**EXTRACT TO READ**.
---------------

For pregnant women, the company promotes Maldox, used in intermittent preventive treatment during pregnancy (IPTp). The goal is to reduce infection risk at a critical stage, protecting both mother and child before complications arise.

These innovations reflect a broader shift in thinking—towards designing healthcare solutions that match real-life conditions, not just clinical expectations. Accessibility, in this sense, is about practicality, ease of use, and consistency in everyday environments.

Despite these efforts, stakeholders agree that no single organisation can eliminate malaria alone. Nigeria’s scale demands coordinated action across government, private sector, and international partners.

Emzor stresses that policy support is essential to drive local manufacturing, while development partners must prioritise long-term system building rather than short-term interventions. Private investors, meanwhile, are expected to back both production and innovation.

Okoli summarised the urgency clearly: “The time to move from commitment to execution is now.”

The implications go far beyond health. A stronger pharmaceutical sector would create jobs, stimulate economic growth, and position Nigeria as a regional hub for medicine production. Failure to act, however, risks locking the country into continued dependency, where progress is shaped by forces beyond its control.

There is growing recognition that the tools to end malaria already exist. What remains missing is not science, but system strength—the ability to deliver consistently, at scale, and without interruption.

As World Malaria Day 2026 is marked, Nigeria’s message is becoming clearer: ending malaria is possible, but only if the country builds systems that make success permanent, not temporary.

Because in the end, the real divide is no longer between treatment and cure—it is between managing malaria and finally ending it.

---------------

**WORK REQUIRED**.
In the malaria passage, rewrite the part from "The implications go" to "and without interruption." with "regional hub" swapped for "continental hub".

---------------

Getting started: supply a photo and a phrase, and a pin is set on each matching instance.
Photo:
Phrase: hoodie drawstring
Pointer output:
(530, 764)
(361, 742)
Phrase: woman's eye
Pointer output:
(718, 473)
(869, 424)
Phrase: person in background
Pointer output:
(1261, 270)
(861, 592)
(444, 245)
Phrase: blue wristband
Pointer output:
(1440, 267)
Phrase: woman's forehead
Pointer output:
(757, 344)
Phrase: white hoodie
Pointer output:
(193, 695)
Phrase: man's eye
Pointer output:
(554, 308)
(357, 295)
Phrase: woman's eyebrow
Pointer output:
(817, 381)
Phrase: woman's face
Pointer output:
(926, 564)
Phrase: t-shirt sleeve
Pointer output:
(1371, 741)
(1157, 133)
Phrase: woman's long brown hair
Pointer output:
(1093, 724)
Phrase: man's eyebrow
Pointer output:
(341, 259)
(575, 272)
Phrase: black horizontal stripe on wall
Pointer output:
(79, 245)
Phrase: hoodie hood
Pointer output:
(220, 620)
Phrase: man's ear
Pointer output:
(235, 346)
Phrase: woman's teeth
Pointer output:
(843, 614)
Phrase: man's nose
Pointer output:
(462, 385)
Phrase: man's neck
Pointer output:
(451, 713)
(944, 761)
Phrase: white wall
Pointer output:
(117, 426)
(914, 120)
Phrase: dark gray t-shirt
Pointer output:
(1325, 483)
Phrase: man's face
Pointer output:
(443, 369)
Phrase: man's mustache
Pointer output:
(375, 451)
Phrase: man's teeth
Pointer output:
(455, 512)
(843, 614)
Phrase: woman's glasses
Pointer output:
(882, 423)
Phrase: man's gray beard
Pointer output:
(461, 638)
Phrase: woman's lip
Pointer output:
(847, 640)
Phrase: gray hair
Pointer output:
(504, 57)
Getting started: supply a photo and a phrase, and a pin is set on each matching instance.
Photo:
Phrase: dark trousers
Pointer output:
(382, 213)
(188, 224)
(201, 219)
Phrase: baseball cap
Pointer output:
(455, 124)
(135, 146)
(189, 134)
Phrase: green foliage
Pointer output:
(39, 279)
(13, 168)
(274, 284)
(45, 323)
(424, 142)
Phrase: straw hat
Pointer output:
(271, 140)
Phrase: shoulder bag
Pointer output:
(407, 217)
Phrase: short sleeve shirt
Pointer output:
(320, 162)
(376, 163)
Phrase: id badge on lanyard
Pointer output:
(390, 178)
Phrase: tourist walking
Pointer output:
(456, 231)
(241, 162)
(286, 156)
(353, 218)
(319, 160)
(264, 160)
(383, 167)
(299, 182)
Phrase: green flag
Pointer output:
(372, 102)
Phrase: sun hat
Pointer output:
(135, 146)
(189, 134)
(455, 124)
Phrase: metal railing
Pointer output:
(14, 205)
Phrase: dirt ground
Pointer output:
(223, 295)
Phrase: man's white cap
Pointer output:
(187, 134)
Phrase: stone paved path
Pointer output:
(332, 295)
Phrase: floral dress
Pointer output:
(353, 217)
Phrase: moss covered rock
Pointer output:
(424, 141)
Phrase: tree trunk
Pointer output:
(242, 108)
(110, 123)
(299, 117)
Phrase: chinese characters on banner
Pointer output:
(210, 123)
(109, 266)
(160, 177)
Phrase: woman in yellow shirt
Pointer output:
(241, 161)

---------------

**RESULT**.
The implications go far beyond health. A stronger pharmaceutical sector would create jobs, stimulate economic growth, and position Nigeria as a continental hub for medicine production. Failure to act, however, risks locking the country into continued dependency, where progress is shaped by forces beyond its control.

There is growing recognition that the tools to end malaria already exist. What remains missing is not science, but system strength—the ability to deliver consistently, at scale, and without interruption.